**Given passage**:
Does section 100A truly have an unlimited amendment period?

The recent release of a trio of tax guidance documents by the ATO addressing section 100A (TR 2022/D1, PCG 2022/D1 and TA 2022/1), has caused quite the stir amongst advisors and their clients. Of key concern is the apparent retrospectivity in which the Commissioner’s views expressed in these documents could be applied.

It is commonly accepted that the Commissioner has an unlimited amendment period in relation to section 100A, which is reiterated on the ATO website which states that the “[ATO] have an unlimited period in which to make or amend an assessment under section 100A“.

However, a 2008 Full Federal Court decision, Metlife Insurance Limited v FCT [2008] FCAFC 167, (‘Metlife’) casts significant doubt on whether the Commissioner’s power to assess/amend in respect of section 100A is truly as uninhibited as the ATO contends. In this article we explore whether the Commissioner truly has an unlimited period of time to amend an assessment in relation to section 100A.

Commissioner’s power to amend

The Commissioner’s powers to amend assessments is contained in sections 170 and 170A of the Income Tax Assessment Act 1936 (‘the Act’). Of most relevance to section 100A is subsection 170(10), which provides (emphasis added):

Nothing in this section prevents the amendment, at any time, of an assessment for the purpose of giving effect to any of the provisions of this Act set out in this table.

In addition to the above, the Commissioner may amend an assessment at any time if he is of the opinion there has been fraud or evasion.

The Metlife case

Metlife was concerned with the correct construction of subsection 170(10AA) and the extent of the Commissioner’s powers, afforded under that subsection, to amend an assessment at any time. Relevantly, subsection 170(10AA) read, at the time, as follows (emphasis added):

 Nothing in this section prevents the amendment, at any time, of an assessment for the purpose of giving effect to any of the provisions of the Income Tax Assessment Act 1997 set out in this table.

The salient facts of Metlife are as follows, the taxpayer entered into a contract for the sale of a business during its 2001 income year. Settlement for the business sale occurred in the following year, but prior to lodgement of the taxpayer’s income tax return for the 2001 year. As settlement occurred prior to lodgement of the 2001 income tax return, the taxpayer included a capital gain in its 2001 income tax return in relation to the goodwill of the business, however in doing so the taxpayer took the position that a capital gain in relation to the sale of policy rights was exempt from CGT. Just over four years from the date of the deemed assessment for the 2001 income year and consequently outside the ordinary amendment period, the Commissioner issued a notice of amended assessment based on the view that the sale of the policy rights were not exempt from CGT.

**Problems and tasks**:
• A. In the article on section 100A, which court decided Metlife Insurance Limited v FCT, and in what year?
• B. Extend the article on the section 100A amendment period, starting right after its final sentence.

**Provided data**:
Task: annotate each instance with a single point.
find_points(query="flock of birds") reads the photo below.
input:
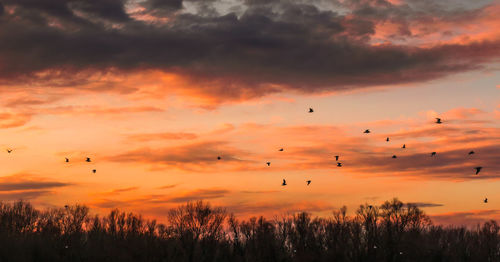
(308, 182)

**Results by task**:
• A. The Full Federal Court decided it in 2008.

• B.
The dispute eventually found its way to the Full Federal Court where the Commissioner argued that item 30 of subsection 170(10AA) empowered him to amend an assessment at any time in relation to a capital gain where the time of the event was determined by there being a contract entered into. The taxpayer argued that subsection 170(10AA) only empowered to the Commissioner to amend an assessment where settlement occurred subsequent to an assessment being issued in respect of the relevant income year.

In finding unanimously in favour of the taxpayer the Court stated that, in its view, the answer to the dispute turned on the meaning of the phrase “for the purpose of giving effect to“.

The Federal Court was of the view that just because an amendment took into account a CGT event or related to the consequences of a CGT event did not necessarily make it an amendment of an assessment “for the purposes of giving effect to” a provision of the 1997 Act set out in the table (para 20).

The Federal Court agreed with the taxpayer (at paragraph 24) that the mischief to which subsection 170(10AA) is directed is where a subsequent event retrospectively alters the taxable income of a taxpayer for an earlier year with the effect that the Commissioner may otherwise be prevented from amending the relevant assessment to give effect to the retrospective operation of the various sections contained in the table in that section.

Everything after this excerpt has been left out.